Pas la première fois
En réalité, la crainte de la liquidation est fondée. En effet, le patron de Toni Décor SA a ouvert en 2008 l'entreprise Jeton Deco SA, malheureusement elle aussi connue par le syndicat pour de nombreuses infractions. «En 2014, nous avions quatre dossiers auprès du Tribunal des prud'hommes, raconte José Sebastiao. Le patron ne s'est jamais présenté.» Selon ce dernier, Jeton Deco SA avait aussi plus de 180000 francs d'amendes à régler à la commission paritaire suite à des constats d'infractions. «Il ne les a jamais payées. Il a liquidé Jeton Deco SA et transféré une partie de son personnel dans sa nouvelle entreprise, Toni Décor SA. C'est ce que l'on appelle un transfert frauduleux!»

Fiduciaire complice
Le secrétaire syndical a également dénoncé la complicité de certaines fiduciaires de la place dans ces faillites frauduleuses, qu'il accuse de fonctionner comme une «mafia organisée d'exploitation des travailleurs et d'escroquerie aux assurances sociales». Il nous fait effectivement remarquer que l'administratrice de Toni Décor SA est également la propriétaire de la fiduciaire Genevalake Consulting SA, qui gère Toni Décor SA. Et Genevalake s'est occupée de pas moins d'une douzaine d'entreprises qui ont été mises en faillite ces dix dernières années, rien que dans le second œuvre. «Quand il faut payer, les entreprises se mettent en faillite, rouvrent une autre société avec des hommes ou des femmes de paille et laissent une ardoise avec des salaires et des charges sociales qui seront finalement payés par la collectivité publique.»

ENTRÉES EXTRAITES
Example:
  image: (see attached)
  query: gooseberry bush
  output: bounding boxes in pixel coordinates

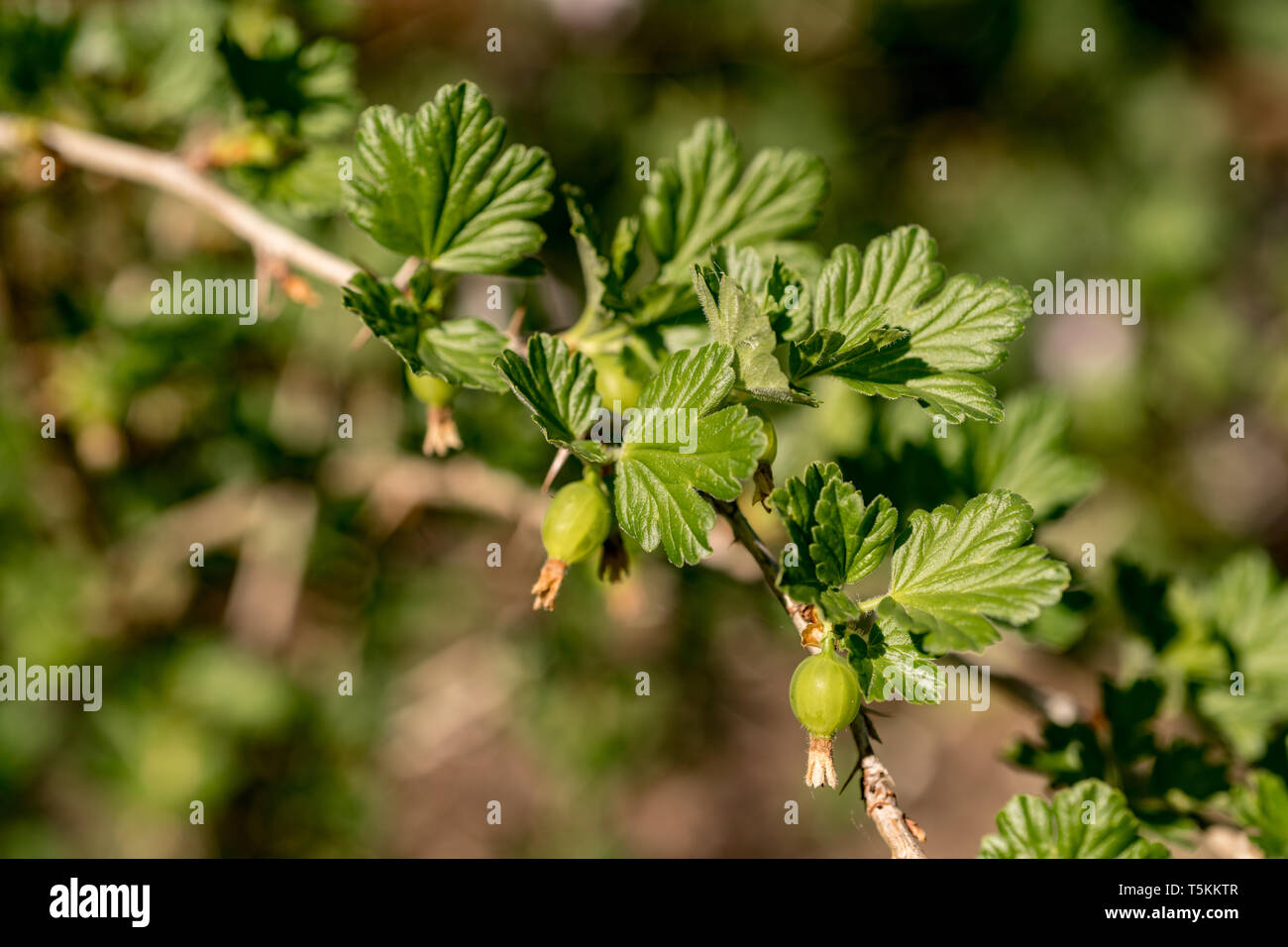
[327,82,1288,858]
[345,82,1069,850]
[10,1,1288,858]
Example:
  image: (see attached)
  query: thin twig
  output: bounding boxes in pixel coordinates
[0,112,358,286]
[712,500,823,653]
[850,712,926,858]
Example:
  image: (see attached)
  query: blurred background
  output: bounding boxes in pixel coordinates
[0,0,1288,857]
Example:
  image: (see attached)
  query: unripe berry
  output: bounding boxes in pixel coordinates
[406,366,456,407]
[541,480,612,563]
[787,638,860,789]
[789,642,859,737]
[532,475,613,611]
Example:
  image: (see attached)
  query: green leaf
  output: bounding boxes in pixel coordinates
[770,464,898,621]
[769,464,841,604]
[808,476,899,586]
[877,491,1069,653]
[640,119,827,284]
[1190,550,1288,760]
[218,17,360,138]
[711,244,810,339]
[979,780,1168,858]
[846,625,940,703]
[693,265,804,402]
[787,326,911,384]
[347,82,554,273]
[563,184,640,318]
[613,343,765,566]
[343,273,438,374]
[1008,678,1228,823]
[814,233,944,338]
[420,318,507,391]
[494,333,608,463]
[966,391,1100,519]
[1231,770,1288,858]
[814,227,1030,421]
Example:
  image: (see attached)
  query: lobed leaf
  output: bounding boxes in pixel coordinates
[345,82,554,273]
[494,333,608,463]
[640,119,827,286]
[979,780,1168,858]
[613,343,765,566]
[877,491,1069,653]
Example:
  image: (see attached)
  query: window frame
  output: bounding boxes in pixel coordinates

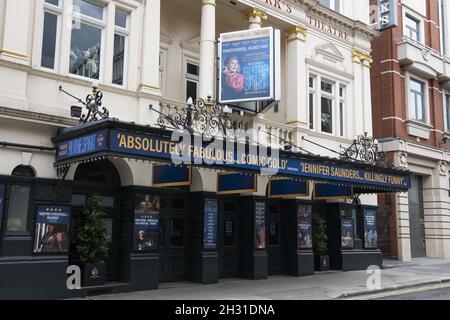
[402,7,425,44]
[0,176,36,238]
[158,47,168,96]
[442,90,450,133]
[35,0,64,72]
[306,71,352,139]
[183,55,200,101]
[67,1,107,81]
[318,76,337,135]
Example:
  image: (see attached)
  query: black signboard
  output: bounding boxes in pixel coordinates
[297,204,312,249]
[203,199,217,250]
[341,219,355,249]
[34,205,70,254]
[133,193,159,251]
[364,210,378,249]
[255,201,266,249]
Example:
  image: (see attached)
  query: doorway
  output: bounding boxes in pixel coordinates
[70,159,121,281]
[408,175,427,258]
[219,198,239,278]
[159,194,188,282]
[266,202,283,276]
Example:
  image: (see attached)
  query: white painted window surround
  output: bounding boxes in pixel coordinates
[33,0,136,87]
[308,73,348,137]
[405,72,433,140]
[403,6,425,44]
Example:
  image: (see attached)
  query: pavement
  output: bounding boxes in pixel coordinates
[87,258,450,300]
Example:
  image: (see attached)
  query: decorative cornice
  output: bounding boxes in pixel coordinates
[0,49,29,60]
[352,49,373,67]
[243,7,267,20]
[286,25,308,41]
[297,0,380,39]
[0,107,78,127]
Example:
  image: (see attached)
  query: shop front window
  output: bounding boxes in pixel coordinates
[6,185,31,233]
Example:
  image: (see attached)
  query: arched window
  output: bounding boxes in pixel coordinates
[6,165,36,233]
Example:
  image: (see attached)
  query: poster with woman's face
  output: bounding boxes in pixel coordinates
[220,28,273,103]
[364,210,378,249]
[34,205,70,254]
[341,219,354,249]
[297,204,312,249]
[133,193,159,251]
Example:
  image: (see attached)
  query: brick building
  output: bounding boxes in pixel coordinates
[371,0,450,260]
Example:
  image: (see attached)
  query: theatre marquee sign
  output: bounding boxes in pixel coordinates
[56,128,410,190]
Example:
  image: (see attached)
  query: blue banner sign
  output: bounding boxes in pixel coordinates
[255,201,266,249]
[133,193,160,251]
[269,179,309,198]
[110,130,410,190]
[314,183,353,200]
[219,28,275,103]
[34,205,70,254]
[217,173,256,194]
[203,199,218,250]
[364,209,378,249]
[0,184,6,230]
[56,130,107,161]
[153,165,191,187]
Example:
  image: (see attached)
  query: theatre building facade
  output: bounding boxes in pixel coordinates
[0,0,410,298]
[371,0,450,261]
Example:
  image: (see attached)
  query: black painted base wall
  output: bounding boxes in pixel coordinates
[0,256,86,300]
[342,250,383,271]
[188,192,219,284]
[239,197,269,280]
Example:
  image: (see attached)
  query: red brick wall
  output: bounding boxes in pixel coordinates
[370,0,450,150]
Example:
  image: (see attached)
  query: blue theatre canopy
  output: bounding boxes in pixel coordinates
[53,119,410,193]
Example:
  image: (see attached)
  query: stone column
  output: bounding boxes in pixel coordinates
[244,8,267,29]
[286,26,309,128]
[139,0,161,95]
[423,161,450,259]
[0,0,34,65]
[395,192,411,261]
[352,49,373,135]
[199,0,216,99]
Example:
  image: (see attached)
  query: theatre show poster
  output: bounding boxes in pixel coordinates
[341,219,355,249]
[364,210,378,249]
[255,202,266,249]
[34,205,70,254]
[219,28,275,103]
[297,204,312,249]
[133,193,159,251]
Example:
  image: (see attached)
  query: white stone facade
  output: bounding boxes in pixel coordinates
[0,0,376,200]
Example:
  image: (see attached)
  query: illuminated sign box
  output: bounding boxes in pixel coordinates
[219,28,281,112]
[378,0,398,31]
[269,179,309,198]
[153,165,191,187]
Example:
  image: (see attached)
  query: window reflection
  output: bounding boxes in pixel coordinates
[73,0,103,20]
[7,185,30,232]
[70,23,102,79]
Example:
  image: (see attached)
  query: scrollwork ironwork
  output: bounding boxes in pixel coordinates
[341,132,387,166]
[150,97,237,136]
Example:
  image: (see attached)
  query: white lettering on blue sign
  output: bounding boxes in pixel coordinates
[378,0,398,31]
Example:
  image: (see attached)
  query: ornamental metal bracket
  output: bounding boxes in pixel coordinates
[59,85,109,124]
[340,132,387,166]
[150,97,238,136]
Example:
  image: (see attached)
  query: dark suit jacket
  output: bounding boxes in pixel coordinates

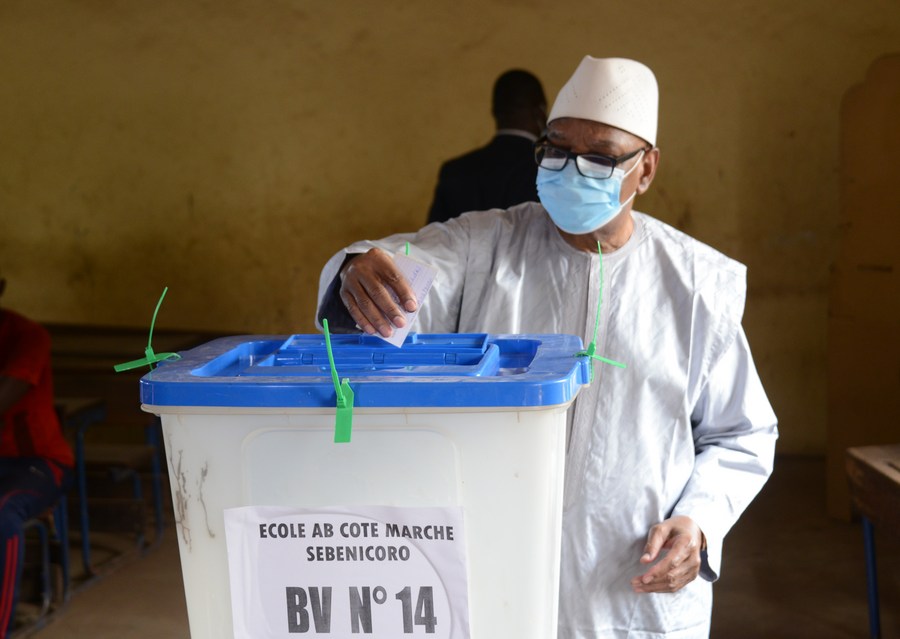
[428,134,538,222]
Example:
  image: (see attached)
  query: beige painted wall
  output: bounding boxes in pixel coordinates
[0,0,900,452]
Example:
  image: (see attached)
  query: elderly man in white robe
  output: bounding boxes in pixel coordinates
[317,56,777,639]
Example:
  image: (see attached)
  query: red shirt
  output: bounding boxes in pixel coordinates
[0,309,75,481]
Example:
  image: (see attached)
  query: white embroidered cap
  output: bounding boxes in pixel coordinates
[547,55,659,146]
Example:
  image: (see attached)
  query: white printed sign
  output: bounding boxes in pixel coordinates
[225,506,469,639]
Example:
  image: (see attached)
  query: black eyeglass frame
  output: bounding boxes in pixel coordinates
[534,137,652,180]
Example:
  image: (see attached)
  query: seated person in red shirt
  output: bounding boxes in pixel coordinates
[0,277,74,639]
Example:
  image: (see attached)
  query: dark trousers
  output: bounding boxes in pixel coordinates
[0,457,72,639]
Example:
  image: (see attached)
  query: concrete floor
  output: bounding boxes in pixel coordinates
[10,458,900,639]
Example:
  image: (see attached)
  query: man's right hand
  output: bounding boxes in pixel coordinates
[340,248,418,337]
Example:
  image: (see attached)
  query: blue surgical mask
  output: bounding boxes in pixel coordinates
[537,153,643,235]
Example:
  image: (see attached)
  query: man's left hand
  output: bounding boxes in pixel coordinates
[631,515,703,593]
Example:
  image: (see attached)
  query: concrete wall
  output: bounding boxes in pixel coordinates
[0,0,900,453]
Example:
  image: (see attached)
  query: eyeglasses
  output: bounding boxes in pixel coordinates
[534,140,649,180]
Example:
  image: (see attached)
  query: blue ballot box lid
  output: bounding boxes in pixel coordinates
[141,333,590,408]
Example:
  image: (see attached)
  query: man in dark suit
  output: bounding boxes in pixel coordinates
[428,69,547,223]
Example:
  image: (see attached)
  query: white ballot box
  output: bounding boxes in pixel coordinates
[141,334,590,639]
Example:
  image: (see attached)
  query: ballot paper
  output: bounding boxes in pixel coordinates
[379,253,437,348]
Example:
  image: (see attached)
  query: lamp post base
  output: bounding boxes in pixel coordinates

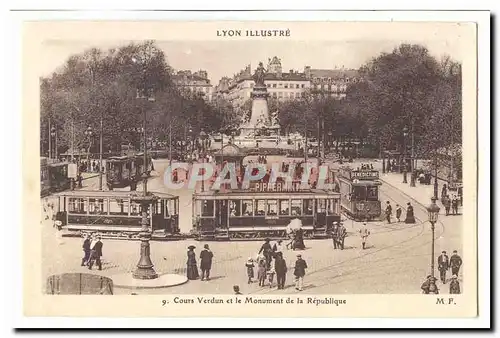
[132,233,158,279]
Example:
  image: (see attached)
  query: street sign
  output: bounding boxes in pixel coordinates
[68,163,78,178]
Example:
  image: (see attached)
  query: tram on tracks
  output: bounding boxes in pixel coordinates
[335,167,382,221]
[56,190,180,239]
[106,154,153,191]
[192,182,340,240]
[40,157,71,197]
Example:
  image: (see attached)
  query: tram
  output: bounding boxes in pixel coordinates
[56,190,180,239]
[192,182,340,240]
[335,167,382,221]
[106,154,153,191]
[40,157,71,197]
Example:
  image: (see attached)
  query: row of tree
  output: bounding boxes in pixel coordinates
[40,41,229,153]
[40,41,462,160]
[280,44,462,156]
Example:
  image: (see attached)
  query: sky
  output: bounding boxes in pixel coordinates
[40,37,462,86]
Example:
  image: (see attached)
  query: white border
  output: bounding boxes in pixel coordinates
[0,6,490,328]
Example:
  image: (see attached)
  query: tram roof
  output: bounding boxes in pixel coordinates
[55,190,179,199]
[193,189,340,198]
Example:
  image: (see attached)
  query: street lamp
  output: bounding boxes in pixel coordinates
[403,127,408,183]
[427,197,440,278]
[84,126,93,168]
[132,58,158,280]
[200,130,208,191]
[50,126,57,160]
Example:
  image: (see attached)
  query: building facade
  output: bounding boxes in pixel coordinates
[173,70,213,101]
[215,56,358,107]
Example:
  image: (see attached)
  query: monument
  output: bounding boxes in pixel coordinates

CONSIGNES ÉCRITES
**a)** Répondez à ces questions sur l'extrait :
(i) En quelle année le patron de Toni Décor SA a-t-il ouvert l'entreprise Jeton Deco SA ?
(ii) Quel montant d'amendes Jeton Deco SA avait-elle à régler à la commission paritaire ?
(iii) De combien d'entreprises mises en faillite ces dix dernières années dans le second œuvre Genevalake s'est-elle occupée ?
**b)** Citez les lignes des entrées depuis leur début jusqu'à la ligne qui contient "[266,202,283,276]", celle-ci comprise. Laissez les images de côté.

CORRIGÉ DE L'EXERCICE
**a)**
(i) En 2008.
(ii) Plus de 180000 francs.
(iii) De pas moins d'une douzaine.

**b)**
Example:
  image: (see attached)
  query: gooseberry bush
  output: bounding boxes in pixel coordinates

[327,82,1288,858]
[345,82,1069,850]
[10,1,1288,858]
Example:
  image: (see attached)
  query: thin twig
  output: bounding boxes in pixel coordinates
[0,112,358,286]
[712,500,823,653]
[850,712,926,858]
Example:
  image: (see attached)
  query: blurred background
  output: bounding boxes in pixel coordinates
[0,0,1288,857]
Example:
  image: (see attached)
  query: unripe berry
  output: bounding boxes in pixel coordinates
[406,366,456,407]
[541,480,612,563]
[787,638,860,789]
[789,642,859,737]
[532,475,613,611]
Example:
  image: (see attached)
  query: green leaf
  output: bounding boxes in pixel coordinates
[770,464,898,621]
[769,464,841,604]
[808,476,899,586]
[877,491,1069,653]
[640,119,827,284]
[1190,550,1288,760]
[218,17,360,138]
[711,244,810,339]
[979,780,1168,858]
[846,625,940,703]
[693,265,804,402]
[787,326,911,384]
[347,82,554,273]
[563,184,640,318]
[613,343,765,566]
[343,273,438,374]
[1008,678,1228,823]
[814,233,944,338]
[420,318,507,391]
[494,333,608,463]
[966,391,1100,519]
[1231,770,1288,858]
[814,227,1030,421]
Example:
  image: (see attached)
  query: lobed leaf
  output: bounding boxes in pixel coordinates
[345,82,554,273]
[494,333,608,463]
[640,119,827,286]
[979,780,1168,858]
[613,343,765,566]
[877,491,1069,653]
Example:
  image: (see attached)
  query: window frame
  output: bounding boxes in pixel coordinates

[402,7,425,44]
[0,176,36,238]
[158,47,168,96]
[442,90,450,133]
[35,0,64,72]
[306,71,352,139]
[183,55,200,101]
[67,1,107,81]
[318,76,337,135]
Example:
  image: (see attached)
  query: black signboard
  output: bounding boxes in pixel coordinates
[297,204,312,249]
[203,199,217,250]
[341,219,355,249]
[34,205,70,254]
[133,193,159,251]
[364,210,378,249]
[255,201,266,249]
Example:
  image: (see attached)
  query: doorway
  output: bounding boxes in pixel coordinates
[70,159,121,281]
[408,175,427,258]
[219,198,239,278]
[159,194,188,282]
[266,202,283,276]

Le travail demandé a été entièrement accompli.